Consignes et exigences: D'après le texte sur le mot nagori, que désigne le mot hashiri ?
━━━━━ Extrait du texte
5Mais oublions Ant-Man. Je vais profiter d’être déconnectée de Twitter/Facebook/Instagram à 10 000 kilomètres au-dessus du sol pour t’écrire. Dieu que tu es fourbe ! Tu sais que m’inciter à écrire, c’est me forcer à voler du temps au temps, à me poser et ralentir dans l’effervescence de l’immédiat qui étourdit et divertit, pour passer au tamis le liquide des jours. Et tenter d’en garder le substrat. Tu le sais, je le sais. Pourtant, je n’arrive jamais à écrire.
6J’ai un mot qui vient tout de suite là. Nagori. J’espère que tu l’as bien gardée dans ton téléphone – j’espère que tu gardes TOUS mes SMS sur ton téléphone – la définition de ce mot, que j’avais pêchée dans le dernier livre de la merveilleuse Ryoko Sekiguchi. Nagori, ça indique la saison passée d’un fruit, trop mûr, presque blet. Par opposition à Hashiri, un fruit de début de saison, un peu vert, hashiri qui vient du substantif « courir », ce qui court, ce qui glisse. Nagori, c’est aussi la nostalgie de ce qui n’est plus. Hiro no nagori : Les Vestiges du jour, le roman d’Ishiguro. Nagori, c’est la lune qu’on voit encore à l’aube et qui s’estompe. La dernière fleur qui reste sur l’arbre et va tomber. Le visage d’un parent mort qu’on distingue dans la joue ronde d’un enfant. Bref, Nagori, c’est la mélancolie du temps qui passe et de l’impermanence. Bon dieu. Je n’ai même pas commencé ton fucking carnet de bord que je suis déjà emplie de Nagori.
━━━━━━━━━━
━━━━━ Matériel fourni
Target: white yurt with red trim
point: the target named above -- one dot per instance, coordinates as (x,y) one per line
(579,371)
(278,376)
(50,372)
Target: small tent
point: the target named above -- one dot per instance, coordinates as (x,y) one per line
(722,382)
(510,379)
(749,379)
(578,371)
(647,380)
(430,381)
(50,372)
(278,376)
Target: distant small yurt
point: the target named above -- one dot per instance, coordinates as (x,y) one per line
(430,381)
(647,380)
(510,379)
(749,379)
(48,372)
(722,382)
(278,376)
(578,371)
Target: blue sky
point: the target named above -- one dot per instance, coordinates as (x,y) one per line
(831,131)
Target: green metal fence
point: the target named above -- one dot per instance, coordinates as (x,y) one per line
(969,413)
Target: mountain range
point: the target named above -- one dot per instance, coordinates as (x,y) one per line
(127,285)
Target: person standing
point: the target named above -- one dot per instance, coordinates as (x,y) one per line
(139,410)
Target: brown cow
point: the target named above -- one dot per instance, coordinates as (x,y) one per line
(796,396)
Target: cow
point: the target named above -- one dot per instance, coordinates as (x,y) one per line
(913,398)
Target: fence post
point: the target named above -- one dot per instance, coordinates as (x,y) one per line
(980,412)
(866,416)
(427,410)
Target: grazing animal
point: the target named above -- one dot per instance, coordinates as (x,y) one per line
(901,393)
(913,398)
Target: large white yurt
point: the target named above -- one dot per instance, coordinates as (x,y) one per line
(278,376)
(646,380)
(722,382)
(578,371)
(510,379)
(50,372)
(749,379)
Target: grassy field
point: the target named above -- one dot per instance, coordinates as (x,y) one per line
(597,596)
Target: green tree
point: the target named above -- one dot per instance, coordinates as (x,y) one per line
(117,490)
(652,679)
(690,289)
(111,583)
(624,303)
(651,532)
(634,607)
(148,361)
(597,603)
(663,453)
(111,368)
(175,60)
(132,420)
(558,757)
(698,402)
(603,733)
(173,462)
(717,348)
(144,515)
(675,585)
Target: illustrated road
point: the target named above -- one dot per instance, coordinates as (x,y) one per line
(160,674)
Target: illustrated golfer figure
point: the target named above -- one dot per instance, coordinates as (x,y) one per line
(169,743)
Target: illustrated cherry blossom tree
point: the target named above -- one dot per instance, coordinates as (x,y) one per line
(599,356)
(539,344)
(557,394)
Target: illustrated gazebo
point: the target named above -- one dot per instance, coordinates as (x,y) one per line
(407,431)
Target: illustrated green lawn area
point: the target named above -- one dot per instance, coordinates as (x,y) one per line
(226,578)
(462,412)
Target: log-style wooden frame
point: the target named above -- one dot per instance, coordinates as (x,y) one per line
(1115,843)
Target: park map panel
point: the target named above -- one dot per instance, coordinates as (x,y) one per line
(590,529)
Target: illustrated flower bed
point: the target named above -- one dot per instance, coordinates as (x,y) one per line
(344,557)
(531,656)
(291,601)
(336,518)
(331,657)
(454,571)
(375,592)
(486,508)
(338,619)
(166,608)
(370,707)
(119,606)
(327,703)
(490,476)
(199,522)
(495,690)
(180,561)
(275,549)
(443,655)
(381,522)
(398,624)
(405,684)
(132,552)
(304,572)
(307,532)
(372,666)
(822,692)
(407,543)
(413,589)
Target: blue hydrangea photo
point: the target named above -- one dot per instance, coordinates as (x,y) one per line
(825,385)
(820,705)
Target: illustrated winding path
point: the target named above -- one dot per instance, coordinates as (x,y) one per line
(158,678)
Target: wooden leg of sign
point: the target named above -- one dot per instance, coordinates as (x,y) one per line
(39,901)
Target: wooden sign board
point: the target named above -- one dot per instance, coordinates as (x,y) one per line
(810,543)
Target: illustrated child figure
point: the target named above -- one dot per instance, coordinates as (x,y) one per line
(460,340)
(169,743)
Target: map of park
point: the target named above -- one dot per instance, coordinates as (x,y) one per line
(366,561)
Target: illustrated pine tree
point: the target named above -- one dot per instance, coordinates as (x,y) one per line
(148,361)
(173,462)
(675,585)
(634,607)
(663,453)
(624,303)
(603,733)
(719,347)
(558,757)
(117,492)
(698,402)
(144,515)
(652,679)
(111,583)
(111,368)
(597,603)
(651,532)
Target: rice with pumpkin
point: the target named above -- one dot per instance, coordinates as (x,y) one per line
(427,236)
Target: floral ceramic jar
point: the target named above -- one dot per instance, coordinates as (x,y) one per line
━━━━━━━━━━
Réponse complète: Hashiri désigne un fruit de début de saison, un peu vert.